== Data to process
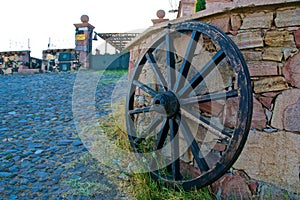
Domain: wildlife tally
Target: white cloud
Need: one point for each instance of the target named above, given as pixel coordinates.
(39, 20)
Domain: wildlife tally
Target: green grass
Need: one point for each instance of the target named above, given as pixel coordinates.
(86, 188)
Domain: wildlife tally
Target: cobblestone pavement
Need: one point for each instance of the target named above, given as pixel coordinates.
(41, 155)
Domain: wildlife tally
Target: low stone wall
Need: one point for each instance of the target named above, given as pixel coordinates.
(268, 35)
====
- What is expected -
Rewrite every line of the material above, requests included, and shift each pixel coordinate in the answers by adding 11 to both numbers. Leave the pictures out.

- The response -
Domain: wildlife tally
Target: white cloud
Need: one point for each instance of the target named above, given as pixel coordinates.
(50, 31)
Domain: wildlife tally
Target: green grass
Need: one point for each instance of the target named above, given as pixel coordinates.
(97, 199)
Domain: wildlife tally
Target: cobblestone pavement
Need: one point for each instance of the target named above, given as pixel coordinates.
(52, 166)
Domain: wildlife tally
Target: low stone wall
Need: one point for each instance of the target named above, given as pixel coordinates.
(279, 46)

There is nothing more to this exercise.